Saved entries:
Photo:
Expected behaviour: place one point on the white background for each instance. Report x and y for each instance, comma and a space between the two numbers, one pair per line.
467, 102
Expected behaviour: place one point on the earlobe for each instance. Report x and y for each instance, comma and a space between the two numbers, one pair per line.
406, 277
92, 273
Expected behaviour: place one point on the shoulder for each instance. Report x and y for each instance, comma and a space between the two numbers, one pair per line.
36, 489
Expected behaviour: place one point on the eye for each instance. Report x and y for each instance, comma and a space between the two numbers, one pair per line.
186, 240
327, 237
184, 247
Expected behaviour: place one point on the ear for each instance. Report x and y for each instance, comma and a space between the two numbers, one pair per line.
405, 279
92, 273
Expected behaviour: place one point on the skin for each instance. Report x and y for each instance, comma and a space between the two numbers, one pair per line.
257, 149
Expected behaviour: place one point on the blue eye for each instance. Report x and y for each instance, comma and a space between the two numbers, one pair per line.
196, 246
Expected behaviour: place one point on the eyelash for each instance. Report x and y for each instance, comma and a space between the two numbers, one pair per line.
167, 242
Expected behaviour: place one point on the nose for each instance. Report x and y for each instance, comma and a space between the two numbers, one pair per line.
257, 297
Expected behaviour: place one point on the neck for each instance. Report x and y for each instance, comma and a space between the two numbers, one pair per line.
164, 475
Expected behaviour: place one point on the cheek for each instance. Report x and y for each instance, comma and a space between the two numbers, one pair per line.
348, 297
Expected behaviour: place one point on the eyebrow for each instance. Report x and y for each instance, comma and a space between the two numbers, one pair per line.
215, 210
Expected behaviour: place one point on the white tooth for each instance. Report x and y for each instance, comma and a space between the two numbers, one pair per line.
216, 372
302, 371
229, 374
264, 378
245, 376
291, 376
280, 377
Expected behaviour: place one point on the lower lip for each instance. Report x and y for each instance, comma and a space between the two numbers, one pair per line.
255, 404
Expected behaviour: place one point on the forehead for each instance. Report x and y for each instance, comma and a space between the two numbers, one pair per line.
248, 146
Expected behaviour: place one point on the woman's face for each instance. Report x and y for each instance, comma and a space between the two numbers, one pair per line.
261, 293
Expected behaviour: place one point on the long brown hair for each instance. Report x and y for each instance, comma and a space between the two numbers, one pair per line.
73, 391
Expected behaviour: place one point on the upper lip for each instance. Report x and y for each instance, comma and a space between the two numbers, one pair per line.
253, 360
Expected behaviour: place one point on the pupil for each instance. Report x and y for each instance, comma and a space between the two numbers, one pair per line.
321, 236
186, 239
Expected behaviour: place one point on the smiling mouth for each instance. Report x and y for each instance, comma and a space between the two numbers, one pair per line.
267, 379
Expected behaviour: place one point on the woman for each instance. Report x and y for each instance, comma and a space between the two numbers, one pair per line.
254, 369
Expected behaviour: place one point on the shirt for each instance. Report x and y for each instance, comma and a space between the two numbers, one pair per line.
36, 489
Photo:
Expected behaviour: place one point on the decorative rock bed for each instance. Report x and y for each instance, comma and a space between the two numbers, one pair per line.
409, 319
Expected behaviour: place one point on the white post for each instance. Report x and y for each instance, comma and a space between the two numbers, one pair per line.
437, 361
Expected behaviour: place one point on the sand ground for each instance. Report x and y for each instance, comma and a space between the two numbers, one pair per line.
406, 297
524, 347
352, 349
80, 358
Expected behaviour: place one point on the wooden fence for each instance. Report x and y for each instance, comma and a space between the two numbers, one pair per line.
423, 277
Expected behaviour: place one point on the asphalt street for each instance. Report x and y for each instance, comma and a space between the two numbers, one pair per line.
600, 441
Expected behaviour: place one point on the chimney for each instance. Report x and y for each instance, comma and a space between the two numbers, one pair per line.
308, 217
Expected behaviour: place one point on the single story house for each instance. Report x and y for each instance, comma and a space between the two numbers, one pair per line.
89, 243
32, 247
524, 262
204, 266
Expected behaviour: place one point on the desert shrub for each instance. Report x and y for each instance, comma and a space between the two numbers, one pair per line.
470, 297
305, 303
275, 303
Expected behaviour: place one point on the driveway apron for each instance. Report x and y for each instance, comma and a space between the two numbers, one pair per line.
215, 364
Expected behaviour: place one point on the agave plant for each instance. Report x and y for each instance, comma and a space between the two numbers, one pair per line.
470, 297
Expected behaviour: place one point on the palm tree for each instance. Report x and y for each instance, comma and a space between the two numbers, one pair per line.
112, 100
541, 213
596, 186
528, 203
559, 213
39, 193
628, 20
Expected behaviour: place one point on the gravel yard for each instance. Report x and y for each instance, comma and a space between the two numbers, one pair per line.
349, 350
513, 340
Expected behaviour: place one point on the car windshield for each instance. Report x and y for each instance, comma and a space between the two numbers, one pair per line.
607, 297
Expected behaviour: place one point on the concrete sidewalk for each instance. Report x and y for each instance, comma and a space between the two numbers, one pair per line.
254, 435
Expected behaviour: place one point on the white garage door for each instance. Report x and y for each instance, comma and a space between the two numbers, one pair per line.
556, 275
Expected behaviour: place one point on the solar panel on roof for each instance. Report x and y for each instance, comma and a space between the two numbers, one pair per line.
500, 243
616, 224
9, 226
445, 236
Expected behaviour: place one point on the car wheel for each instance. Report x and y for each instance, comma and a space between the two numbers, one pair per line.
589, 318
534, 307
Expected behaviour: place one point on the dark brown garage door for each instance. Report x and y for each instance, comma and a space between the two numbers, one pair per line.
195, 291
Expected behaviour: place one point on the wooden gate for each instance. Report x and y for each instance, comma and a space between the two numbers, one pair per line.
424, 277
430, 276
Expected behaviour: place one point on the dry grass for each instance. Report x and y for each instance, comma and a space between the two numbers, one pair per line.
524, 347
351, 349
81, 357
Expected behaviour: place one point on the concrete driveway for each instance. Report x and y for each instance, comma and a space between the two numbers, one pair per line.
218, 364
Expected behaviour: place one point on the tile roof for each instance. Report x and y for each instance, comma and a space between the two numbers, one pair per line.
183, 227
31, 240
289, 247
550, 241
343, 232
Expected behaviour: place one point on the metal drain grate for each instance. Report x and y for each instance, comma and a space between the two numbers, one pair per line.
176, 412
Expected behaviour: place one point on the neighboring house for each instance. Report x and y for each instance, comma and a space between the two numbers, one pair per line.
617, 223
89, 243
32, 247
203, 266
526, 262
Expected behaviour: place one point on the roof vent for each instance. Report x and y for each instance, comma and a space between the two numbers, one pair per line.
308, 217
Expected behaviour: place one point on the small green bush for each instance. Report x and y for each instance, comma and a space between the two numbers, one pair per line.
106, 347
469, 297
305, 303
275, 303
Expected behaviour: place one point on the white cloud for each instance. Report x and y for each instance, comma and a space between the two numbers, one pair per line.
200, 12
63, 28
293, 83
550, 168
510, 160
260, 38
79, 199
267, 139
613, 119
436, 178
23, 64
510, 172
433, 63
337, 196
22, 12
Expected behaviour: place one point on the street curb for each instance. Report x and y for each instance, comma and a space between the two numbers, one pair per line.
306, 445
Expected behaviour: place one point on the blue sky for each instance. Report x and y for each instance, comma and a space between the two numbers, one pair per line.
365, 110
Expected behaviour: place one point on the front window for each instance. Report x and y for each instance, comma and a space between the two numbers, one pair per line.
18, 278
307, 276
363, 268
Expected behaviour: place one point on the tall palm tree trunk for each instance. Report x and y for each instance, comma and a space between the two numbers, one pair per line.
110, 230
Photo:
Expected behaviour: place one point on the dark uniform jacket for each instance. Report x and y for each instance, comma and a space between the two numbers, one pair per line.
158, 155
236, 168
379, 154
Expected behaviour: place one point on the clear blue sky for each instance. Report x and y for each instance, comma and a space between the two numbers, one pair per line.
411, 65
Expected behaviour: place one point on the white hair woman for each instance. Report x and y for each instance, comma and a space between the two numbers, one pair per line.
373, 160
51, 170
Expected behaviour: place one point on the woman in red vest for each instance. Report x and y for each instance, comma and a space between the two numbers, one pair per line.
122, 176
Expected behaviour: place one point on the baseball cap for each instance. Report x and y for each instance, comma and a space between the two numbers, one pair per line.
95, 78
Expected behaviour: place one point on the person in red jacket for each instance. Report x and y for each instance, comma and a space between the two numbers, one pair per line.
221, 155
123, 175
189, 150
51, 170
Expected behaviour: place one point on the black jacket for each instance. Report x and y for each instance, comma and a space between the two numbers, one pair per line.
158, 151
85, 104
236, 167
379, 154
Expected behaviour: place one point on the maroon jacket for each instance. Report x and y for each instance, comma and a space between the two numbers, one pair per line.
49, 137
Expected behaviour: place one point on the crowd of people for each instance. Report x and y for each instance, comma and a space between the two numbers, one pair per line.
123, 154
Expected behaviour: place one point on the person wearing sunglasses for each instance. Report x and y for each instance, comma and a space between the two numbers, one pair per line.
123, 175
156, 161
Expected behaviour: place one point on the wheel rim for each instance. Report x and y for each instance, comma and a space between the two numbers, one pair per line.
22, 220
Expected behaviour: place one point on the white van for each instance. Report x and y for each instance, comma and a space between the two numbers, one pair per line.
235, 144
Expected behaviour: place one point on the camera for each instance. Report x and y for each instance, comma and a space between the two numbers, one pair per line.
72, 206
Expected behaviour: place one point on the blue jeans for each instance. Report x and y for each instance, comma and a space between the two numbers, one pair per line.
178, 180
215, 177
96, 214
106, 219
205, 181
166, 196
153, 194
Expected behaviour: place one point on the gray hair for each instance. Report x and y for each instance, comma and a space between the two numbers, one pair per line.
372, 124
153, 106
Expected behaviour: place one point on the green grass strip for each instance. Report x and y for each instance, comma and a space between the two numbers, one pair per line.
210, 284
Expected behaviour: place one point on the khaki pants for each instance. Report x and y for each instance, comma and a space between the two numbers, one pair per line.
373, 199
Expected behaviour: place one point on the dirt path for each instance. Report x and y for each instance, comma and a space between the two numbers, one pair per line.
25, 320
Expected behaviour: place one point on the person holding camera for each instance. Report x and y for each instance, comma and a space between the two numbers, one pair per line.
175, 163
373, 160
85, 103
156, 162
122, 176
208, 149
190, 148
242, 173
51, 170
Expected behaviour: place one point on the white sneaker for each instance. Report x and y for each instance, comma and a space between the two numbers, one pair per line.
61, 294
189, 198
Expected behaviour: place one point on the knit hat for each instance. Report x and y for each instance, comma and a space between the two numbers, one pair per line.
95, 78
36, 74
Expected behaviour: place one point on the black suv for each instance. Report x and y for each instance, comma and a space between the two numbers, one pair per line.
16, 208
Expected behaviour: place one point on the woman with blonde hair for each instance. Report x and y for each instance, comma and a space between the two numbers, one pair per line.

PROBLEM DESCRIPTION
Each line from the one with "Expected behaviour: place one point on the person holding" through the end of the entries above is to be returned word for word. Nothing else belongs in the answer.

RESPONSE TO THE TASK
Expected behaviour: place one point on the person holding camera for each instance. Report x and y for each instance, comma and a space between the two numbers, one pair per line.
175, 163
373, 160
85, 103
156, 162
122, 176
208, 149
190, 148
242, 173
51, 170
Expected behaviour: place one point on the white sneaker for each instance. Report x and y for each instance, comma and a space between the two numbers, one pair per line.
61, 294
189, 198
Expected behaviour: place one point on the knit hat for each instance. Report x and y for each instance, comma and a space between the two numbers, one pair per line.
95, 78
36, 74
Expected behaviour: place one point on the black suv for each instance. Report x and y for each instance, comma and a space between the two numbers, one pair per line.
16, 208
Expected behaviour: place one point on the woman with blonde hair for each instance. Report x and y for each instance, comma and a space between the two numbers, one pair per line.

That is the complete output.